Memorial Day: Is it safe out there?

COVID-19 is surging again as an estimated 39.2 million Americans hit the road to also face record gas prices

As we approach Memorial Day, the recognized start of summer, vacations and more, COVID-19 cases are once again on the rise. The Centers for Disease Control reports infections are up 26% daily in the United States, with a 12% increase in deaths and a 29% rise in hospitalizations.

At the same time, vaccinations are dropping nationwide. CDC says only 31% of Floyd County’s residents are considered “vaccinated” without boosters, and only six percent have received even one booster (even though many are eligible for three). Nationally, 78% are vaccinated, with 31% “boosted.”

Having all the vaccinations will protect anyone from getting the virus. My wife and I are recovering this week from COVID-19, and we are both vaccinated with boosters, but we are not in the hospital or facing death, in large part because we are vaccinated even though we both have threatening “underlying complications.”

We will spend Memorial Day weekend at home, watching the Formula One Monaco Grand Prix, the Indy 500, and that “other race” in Charlotte.

Not so for many others. AAA estimates about 39.2 million Americans will travel over the four-day holiday weekend and most will be on the road, dealing with record-high gas prices on top of surging Coronavirus cases.

“We believe this is due to pent-up demand from the last two years when people chose not to travel,” says AA spokeswoman Ellen Edmonds.

Reports The New York Times:

Americans are hitting the road in big numbers, despite a steady surge in coronavirus cases. Over the past week, an average of 110,000 coronavirus cases has been reported each day in the United States as of Thursday, an increase of 26 percent from two weeks ago, according to a New York Times database. Hospitalizations are up 29 percent over the last two weeks, to roughly 26,100 per day, and new deaths have been at an average of fewer than 400 a day over the past two weeks.

Assigned task: Extend the Memorial Day article on COVID-19 and holiday travel, picking up after its last sentence.

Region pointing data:
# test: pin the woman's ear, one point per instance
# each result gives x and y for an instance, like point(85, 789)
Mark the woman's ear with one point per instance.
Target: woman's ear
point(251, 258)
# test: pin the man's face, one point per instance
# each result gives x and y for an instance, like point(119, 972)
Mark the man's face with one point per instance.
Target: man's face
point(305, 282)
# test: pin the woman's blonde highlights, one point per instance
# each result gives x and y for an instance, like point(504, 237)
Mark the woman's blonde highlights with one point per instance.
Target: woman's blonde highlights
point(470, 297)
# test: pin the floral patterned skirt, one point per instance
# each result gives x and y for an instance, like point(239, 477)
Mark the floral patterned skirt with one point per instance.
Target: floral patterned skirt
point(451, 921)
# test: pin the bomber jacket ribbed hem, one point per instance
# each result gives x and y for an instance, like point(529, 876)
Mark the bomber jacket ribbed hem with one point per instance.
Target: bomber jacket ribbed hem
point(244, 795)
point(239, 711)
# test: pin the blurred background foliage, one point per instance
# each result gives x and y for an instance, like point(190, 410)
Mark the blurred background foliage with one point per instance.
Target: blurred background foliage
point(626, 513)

Final answer:
Paula Twidale, a senior vice president of travel at AAA, said that Memorial Day was a reliable indicator of the summer season.

“Based on our projections, summer travel isn’t just heating up, it will be on fire,” Ms. Twidale said in a statement.

New York Times

Is it safe? One week ago, Virginia had a total of 1,755,290 COVID-19 cases since the beginning of the pandemic — an increase of 3,847 new infections in just one day. Floyd County reached 2,600 new cases.

Today, as we start the Memorial Day weekend, the Old Dominion’s virus case count stands at 1,777,813, an increase of 22,523 new cases in one week. Floyd added 22 new cases in the same week. Floyd used to rarely have even four or five in a week.

The pandemic has hospitalized more than 51,000 in Virginia and the infection rate is closing in on two million total cases, probably by fall.

If you choose to venture out this weekend, please pause to remember those who died in service to our country. Let’s be careful out there.